**Supplied text**
⁂

Among Arkansas' newcomers are two senior graduate transfers with 6-9 Vance Jackson from New Mexico and 6-7 Justin Smith from Indiana.

"I really like how Milwaukee's forwards are interchangeable as threes and fours," Musselman said of small and power forwards. "I think of Vance and Justin being those same kind of hybrid forwards we can use the way [the Bucks] use their guys.

"Milwaukee can play really small and they can play really big, and their offense works well with both units. That's what we want to be able to do, too."

An extensive study of the Bucks' offense was made easier because Musselman knows so many of the staff members personally.

Bucks assistant coach Darvin Ham played for Atlanta when Musselman was an assistant coach for the Hawks. Milwaukee scout Ronald Dupree, an All-SEC forward at LSU who played in the NBA, was an assistant coach at Nevada for Musselman.

⁂

**Check your understanding**
(a) Repeat everything in the passage on Musselman and the Bucks from "Among Arkansas' newcomers" down to "staff members personally.".
(b) Answer these questions from the passage on Musselman and the Bucks.
(i) Which school did Vance Jackson transfer from?
(ii) Which team did Darvin Ham play for when Musselman was an assistant coach there?
(iii) At which college was Ronald Dupree an All-SEC forward?

**Data**
⁂

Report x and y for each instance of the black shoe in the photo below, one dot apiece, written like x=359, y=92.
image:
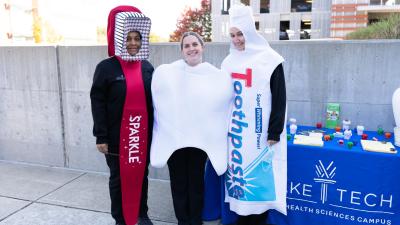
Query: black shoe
x=144, y=221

⁂

**Task responses**
(a)
Among Arkansas' newcomers are two senior graduate transfers with 6-9 Vance Jackson from New Mexico and 6-7 Justin Smith from Indiana.

"I really like how Milwaukee's forwards are interchangeable as threes and fours," Musselman said of small and power forwards. "I think of Vance and Justin being those same kind of hybrid forwards we can use the way [the Bucks] use their guys.

"Milwaukee can play really small and they can play really big, and their offense works well with both units. That's what we want to be able to do, too."

An extensive study of the Bucks' offense was made easier because Musselman knows so many of the staff members personally.

(b)
(i) New Mexico
(ii) Atlanta (the Hawks)
(iii) LSU